» WORK INSTRUCTIONS:
A. Answer these questions using the forum thread about the Jack in the Box bus accident, which appears before the records:
(i) What website does Beresford give for updates?
(ii) Which poster says, "This is why I don't watch television"?
(iii) According to eagle2250, what will Jack in the Box soon be offering on its breakfast menu?
B. Reproduce everything in the forum thread about the Jack in the Box bus accident, from "## Howard (Dec" down to "weight conscious consumers!".
C. Carry the forum thread about the Jack in the Box bus accident forward from its final post.

» SELECTED EXCERPT:
● ● ●

# Jack in the Box Founder/CEO Seriously Injured in Bus Accident



## Beresford (Mar 30, 2006)

Coverage here (WARNING: GRAPHIC):





Website with updates here:
https://hangintherejack.com/

Looks like he was wearing a nice two-button sack suit with braces when he was hit.


----------



## PedanticTurkey (Jan 26, 2008)

This is why I don't watch television.


----------



## Relayer (Nov 9, 2005)

Hmmm... I guess I don't get it.


----------



## Laxplayer (Apr 26, 2006)

Mmm, I love JITB. Get well soon, Jack.


----------



## Howard (Dec 7, 2004)

Wow,thank god he wasn't seriously injured.


----------



## eagle2250 (Mar 24, 2006)

^^Wasn't serious? Given the real "egg head" that he was, a bad crack in the skull could be really serious for Jack. Witnesses at the scene reported seeing a puddle of albumen on the street, where he landed. As a side note, I am pleased to tell you that Jack in the Box will soon be offering a 'really big' egg white omelet on their breakfast menu, for us weight conscious consumers!

● ● ●

Bounding-box records
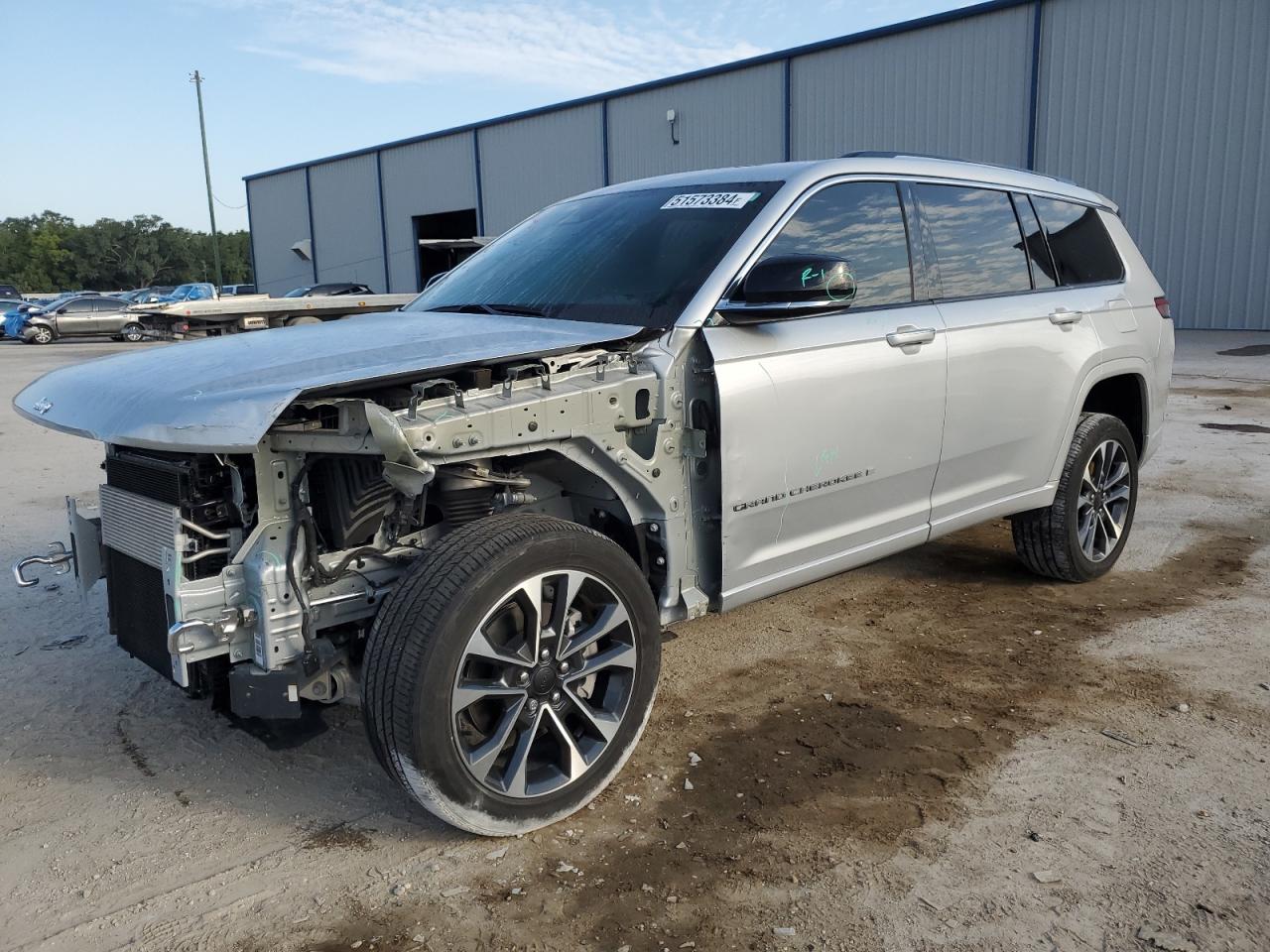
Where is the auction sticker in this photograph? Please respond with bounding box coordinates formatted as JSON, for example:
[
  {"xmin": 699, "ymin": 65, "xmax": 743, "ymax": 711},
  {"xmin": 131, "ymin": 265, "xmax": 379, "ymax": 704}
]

● ● ●

» OUTPUTS FOR THE TASKS:
A.
(i) https://hangintherejack.com/
(ii) PedanticTurkey
(iii) A "really big" egg white omelet

B.
## Howard (Dec 7, 2004)

Wow,thank god he wasn't seriously injured.


----------



## eagle2250 (Mar 24, 2006)

^^Wasn't serious? Given the real "egg head" that he was, a bad crack in the skull could be really serious for Jack. Witnesses at the scene reported seeing a puddle of albumen on the street, where he landed. As a side note, I am pleased to tell you that Jack in the Box will soon be offering a 'really big' egg white omelet on their breakfast menu, for us weight conscious consumers!

C.
----------



## fenway (May 2, 2006)

I like the Xs for eyes as he lies there.


----------



## Howard (Dec 7, 2004)

eagle2250 said:


> ^^Wasn't serious? Given the real "egg head" that he was, a bad crack in the skull could be really serious for Jack. Witnesses at the scene reported seeing a puddle of albumen on the street, where he landed. As a side note, I am pleased to tell you that Jack in the Box will soon be offering a 'really big' egg white omelet on their breakfast menu, for us weight conscious consumers!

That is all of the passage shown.